Task prompt ▸ Copy all of the records below line for line, reproducing each one without any change.

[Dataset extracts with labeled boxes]
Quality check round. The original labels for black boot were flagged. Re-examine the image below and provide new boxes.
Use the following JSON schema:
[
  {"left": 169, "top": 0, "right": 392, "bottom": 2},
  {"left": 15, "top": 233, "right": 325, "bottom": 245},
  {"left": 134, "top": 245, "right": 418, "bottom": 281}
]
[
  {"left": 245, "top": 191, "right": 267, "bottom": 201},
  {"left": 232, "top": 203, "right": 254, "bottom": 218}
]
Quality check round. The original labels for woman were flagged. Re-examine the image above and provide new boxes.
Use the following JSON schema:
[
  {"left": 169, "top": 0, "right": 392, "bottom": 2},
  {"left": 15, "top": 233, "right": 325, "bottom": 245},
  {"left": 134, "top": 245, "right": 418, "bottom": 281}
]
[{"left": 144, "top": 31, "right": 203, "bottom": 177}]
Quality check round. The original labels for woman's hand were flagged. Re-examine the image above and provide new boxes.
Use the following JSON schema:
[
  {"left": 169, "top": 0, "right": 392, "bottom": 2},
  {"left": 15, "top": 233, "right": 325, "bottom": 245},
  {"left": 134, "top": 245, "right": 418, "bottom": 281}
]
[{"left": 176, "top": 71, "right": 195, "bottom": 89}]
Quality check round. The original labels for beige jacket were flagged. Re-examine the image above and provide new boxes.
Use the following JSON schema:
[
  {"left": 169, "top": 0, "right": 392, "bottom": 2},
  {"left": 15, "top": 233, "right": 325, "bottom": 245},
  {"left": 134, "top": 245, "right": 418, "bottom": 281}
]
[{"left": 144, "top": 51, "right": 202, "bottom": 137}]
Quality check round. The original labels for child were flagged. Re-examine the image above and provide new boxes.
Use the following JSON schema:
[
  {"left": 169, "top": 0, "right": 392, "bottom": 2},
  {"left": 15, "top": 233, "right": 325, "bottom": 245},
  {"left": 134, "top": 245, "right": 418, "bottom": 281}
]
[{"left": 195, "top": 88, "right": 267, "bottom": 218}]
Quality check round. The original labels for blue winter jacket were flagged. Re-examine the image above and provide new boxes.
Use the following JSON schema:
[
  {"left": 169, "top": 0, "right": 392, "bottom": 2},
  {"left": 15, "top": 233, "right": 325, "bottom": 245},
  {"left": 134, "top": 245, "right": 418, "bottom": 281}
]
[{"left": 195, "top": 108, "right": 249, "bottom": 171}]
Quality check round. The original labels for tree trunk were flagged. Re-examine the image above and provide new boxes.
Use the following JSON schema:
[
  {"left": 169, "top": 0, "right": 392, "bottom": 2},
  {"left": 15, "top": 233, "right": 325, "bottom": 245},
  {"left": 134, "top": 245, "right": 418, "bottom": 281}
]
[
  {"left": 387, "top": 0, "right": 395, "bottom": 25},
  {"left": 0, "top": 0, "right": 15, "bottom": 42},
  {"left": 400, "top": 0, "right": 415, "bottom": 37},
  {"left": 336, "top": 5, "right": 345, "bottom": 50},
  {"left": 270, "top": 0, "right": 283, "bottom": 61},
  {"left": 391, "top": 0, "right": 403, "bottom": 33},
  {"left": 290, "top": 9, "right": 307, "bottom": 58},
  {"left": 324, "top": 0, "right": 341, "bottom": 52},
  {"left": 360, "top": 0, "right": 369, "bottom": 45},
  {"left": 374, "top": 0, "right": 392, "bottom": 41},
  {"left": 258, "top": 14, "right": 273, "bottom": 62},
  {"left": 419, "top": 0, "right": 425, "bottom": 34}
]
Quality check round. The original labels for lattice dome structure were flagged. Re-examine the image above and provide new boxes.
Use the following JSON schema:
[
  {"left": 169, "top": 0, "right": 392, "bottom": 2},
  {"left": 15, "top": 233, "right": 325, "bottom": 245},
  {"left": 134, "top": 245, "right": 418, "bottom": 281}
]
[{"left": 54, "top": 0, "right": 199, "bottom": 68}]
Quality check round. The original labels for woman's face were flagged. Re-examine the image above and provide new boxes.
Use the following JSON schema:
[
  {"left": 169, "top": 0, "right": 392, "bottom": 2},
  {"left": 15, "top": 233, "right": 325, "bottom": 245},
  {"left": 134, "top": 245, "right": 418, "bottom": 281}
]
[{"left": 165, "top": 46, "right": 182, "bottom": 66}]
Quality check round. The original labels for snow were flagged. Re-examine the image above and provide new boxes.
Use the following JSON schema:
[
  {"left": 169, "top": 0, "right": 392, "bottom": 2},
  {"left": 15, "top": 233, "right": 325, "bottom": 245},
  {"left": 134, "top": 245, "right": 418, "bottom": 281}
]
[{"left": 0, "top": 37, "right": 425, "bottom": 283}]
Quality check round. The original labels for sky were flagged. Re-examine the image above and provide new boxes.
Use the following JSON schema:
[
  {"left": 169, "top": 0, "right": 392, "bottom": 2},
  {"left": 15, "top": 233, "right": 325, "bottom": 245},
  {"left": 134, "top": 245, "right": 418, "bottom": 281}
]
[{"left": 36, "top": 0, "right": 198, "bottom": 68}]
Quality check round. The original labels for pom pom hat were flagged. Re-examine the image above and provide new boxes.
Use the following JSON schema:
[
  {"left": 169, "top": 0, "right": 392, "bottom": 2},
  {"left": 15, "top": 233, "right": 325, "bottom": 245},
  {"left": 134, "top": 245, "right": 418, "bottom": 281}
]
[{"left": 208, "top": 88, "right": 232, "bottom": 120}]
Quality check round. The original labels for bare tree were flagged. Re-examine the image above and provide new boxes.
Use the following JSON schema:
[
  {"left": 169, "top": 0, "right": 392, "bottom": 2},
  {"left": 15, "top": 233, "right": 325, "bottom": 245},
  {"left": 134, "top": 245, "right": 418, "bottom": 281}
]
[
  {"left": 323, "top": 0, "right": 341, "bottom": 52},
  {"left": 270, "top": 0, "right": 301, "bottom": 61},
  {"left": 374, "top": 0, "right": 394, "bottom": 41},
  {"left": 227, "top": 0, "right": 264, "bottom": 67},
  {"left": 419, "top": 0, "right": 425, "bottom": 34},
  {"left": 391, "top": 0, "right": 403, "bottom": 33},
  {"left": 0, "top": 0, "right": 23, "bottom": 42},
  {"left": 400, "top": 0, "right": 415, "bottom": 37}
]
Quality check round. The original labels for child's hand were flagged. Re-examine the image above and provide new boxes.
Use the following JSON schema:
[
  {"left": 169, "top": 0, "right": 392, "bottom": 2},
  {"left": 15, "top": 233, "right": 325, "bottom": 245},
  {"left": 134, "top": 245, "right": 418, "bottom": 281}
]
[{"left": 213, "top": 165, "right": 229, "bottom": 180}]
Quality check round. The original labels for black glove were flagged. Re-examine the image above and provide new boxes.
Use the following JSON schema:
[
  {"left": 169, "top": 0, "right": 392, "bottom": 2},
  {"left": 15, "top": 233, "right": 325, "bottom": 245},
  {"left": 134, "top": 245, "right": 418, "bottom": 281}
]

Solved exercise ▸
Quality check round. The original labels for black boot were flagged. Re-examine the image below and provide new boxes.
Use the following JSON schema:
[
  {"left": 169, "top": 0, "right": 392, "bottom": 2},
  {"left": 15, "top": 233, "right": 325, "bottom": 245},
  {"left": 134, "top": 245, "right": 418, "bottom": 281}
]
[
  {"left": 245, "top": 191, "right": 267, "bottom": 201},
  {"left": 232, "top": 203, "right": 254, "bottom": 218}
]
Quality check round. The original labels for woman were flagged. Re-examine the image above and provide new boxes.
Use the following JSON schema:
[
  {"left": 169, "top": 0, "right": 392, "bottom": 2},
  {"left": 15, "top": 233, "right": 325, "bottom": 245},
  {"left": 134, "top": 245, "right": 418, "bottom": 281}
]
[{"left": 144, "top": 31, "right": 203, "bottom": 177}]
Quality check round. The original labels for woman's hand were flagged. Re-examine the image above and provide new boxes.
Use the following JSON schema:
[
  {"left": 169, "top": 0, "right": 392, "bottom": 2},
  {"left": 15, "top": 233, "right": 325, "bottom": 245},
  {"left": 134, "top": 245, "right": 418, "bottom": 281}
]
[{"left": 176, "top": 71, "right": 195, "bottom": 89}]
Quality check round. The original labels for beige jacket were flagged. Re-examine the image above and provide new boxes.
Use the following JSON schema:
[
  {"left": 169, "top": 0, "right": 392, "bottom": 2},
  {"left": 15, "top": 233, "right": 325, "bottom": 245},
  {"left": 134, "top": 245, "right": 418, "bottom": 281}
]
[{"left": 144, "top": 51, "right": 202, "bottom": 137}]
Quality check round. The original labels for child were flagged. Re-examine the image above and provide new boxes.
Use the following JSON schema:
[
  {"left": 169, "top": 0, "right": 392, "bottom": 2},
  {"left": 15, "top": 233, "right": 325, "bottom": 245},
  {"left": 134, "top": 245, "right": 418, "bottom": 281}
]
[{"left": 195, "top": 88, "right": 267, "bottom": 218}]
Quality check round. The original labels for blue winter jacket were flagged. Re-examine the image above and provide new boxes.
Use the following JSON schema:
[
  {"left": 169, "top": 0, "right": 392, "bottom": 2},
  {"left": 15, "top": 233, "right": 325, "bottom": 245},
  {"left": 134, "top": 245, "right": 418, "bottom": 281}
]
[{"left": 195, "top": 108, "right": 249, "bottom": 171}]
Quality check round. The original labels for tree trunk were flagged. Re-examine the image above and provide new boxes.
Use the following JSON schema:
[
  {"left": 169, "top": 0, "right": 392, "bottom": 2},
  {"left": 15, "top": 233, "right": 325, "bottom": 245},
  {"left": 134, "top": 245, "right": 418, "bottom": 281}
]
[
  {"left": 387, "top": 0, "right": 395, "bottom": 25},
  {"left": 0, "top": 0, "right": 15, "bottom": 42},
  {"left": 400, "top": 0, "right": 415, "bottom": 37},
  {"left": 336, "top": 5, "right": 345, "bottom": 50},
  {"left": 270, "top": 0, "right": 283, "bottom": 61},
  {"left": 391, "top": 0, "right": 403, "bottom": 33},
  {"left": 290, "top": 9, "right": 307, "bottom": 58},
  {"left": 324, "top": 0, "right": 341, "bottom": 52},
  {"left": 360, "top": 0, "right": 369, "bottom": 45},
  {"left": 374, "top": 0, "right": 392, "bottom": 41},
  {"left": 258, "top": 14, "right": 273, "bottom": 62},
  {"left": 419, "top": 0, "right": 425, "bottom": 34}
]
Quality check round. The original labels for lattice dome structure were flagged. Re-examine the image above and provide new boxes.
Use the following JSON schema:
[
  {"left": 169, "top": 0, "right": 392, "bottom": 2},
  {"left": 15, "top": 233, "right": 325, "bottom": 245},
  {"left": 134, "top": 245, "right": 418, "bottom": 281}
]
[{"left": 54, "top": 0, "right": 199, "bottom": 68}]
Quality check round. The original labels for woman's face were flagged. Re-examine the image above and provide new boxes.
Use the following JSON schema:
[
  {"left": 169, "top": 0, "right": 392, "bottom": 2},
  {"left": 15, "top": 233, "right": 325, "bottom": 245},
  {"left": 134, "top": 245, "right": 418, "bottom": 281}
]
[{"left": 165, "top": 46, "right": 182, "bottom": 66}]
Quality check round. The original labels for snow were flagged. Re-examine the image above and provide new boxes.
Use the following JSON schema:
[
  {"left": 169, "top": 0, "right": 392, "bottom": 2},
  {"left": 15, "top": 233, "right": 325, "bottom": 245},
  {"left": 134, "top": 245, "right": 418, "bottom": 281}
]
[{"left": 0, "top": 37, "right": 425, "bottom": 283}]
Quality check round. The original labels for sky were flagged. Re-examine the image above and provide new boxes.
Use the following JSON schema:
[
  {"left": 169, "top": 0, "right": 392, "bottom": 2},
  {"left": 15, "top": 233, "right": 325, "bottom": 245},
  {"left": 134, "top": 245, "right": 418, "bottom": 281}
]
[{"left": 36, "top": 0, "right": 198, "bottom": 68}]
Quality check round. The original labels for pom pom hat were flagged. Re-examine the image above and provide new boxes.
Use the following JSON schema:
[
  {"left": 169, "top": 0, "right": 392, "bottom": 2},
  {"left": 15, "top": 233, "right": 325, "bottom": 245},
  {"left": 134, "top": 245, "right": 418, "bottom": 281}
]
[{"left": 208, "top": 88, "right": 232, "bottom": 120}]
Quality check round. The original labels for bare tree were flagged. Re-examine the image above and provide new boxes.
Use the following JSON schema:
[
  {"left": 169, "top": 0, "right": 392, "bottom": 2},
  {"left": 15, "top": 233, "right": 325, "bottom": 245},
  {"left": 134, "top": 245, "right": 418, "bottom": 281}
]
[
  {"left": 323, "top": 0, "right": 341, "bottom": 52},
  {"left": 270, "top": 0, "right": 301, "bottom": 61},
  {"left": 374, "top": 0, "right": 394, "bottom": 41},
  {"left": 227, "top": 0, "right": 264, "bottom": 67},
  {"left": 419, "top": 0, "right": 425, "bottom": 34},
  {"left": 391, "top": 0, "right": 403, "bottom": 33},
  {"left": 0, "top": 0, "right": 23, "bottom": 42},
  {"left": 400, "top": 0, "right": 415, "bottom": 37}
]
Quality check round. The original labels for child's hand were flagged. Re-examine the image above and provide new boxes.
Use the following JSON schema:
[
  {"left": 169, "top": 0, "right": 392, "bottom": 2},
  {"left": 15, "top": 233, "right": 325, "bottom": 245},
  {"left": 134, "top": 245, "right": 418, "bottom": 281}
]
[{"left": 213, "top": 165, "right": 229, "bottom": 180}]
Quality check round. The original labels for black glove were flagged. Re-examine the image above and provide new boxes.
Use the following JSON schema:
[
  {"left": 169, "top": 0, "right": 392, "bottom": 2},
  {"left": 15, "top": 233, "right": 325, "bottom": 245},
  {"left": 134, "top": 245, "right": 418, "bottom": 281}
]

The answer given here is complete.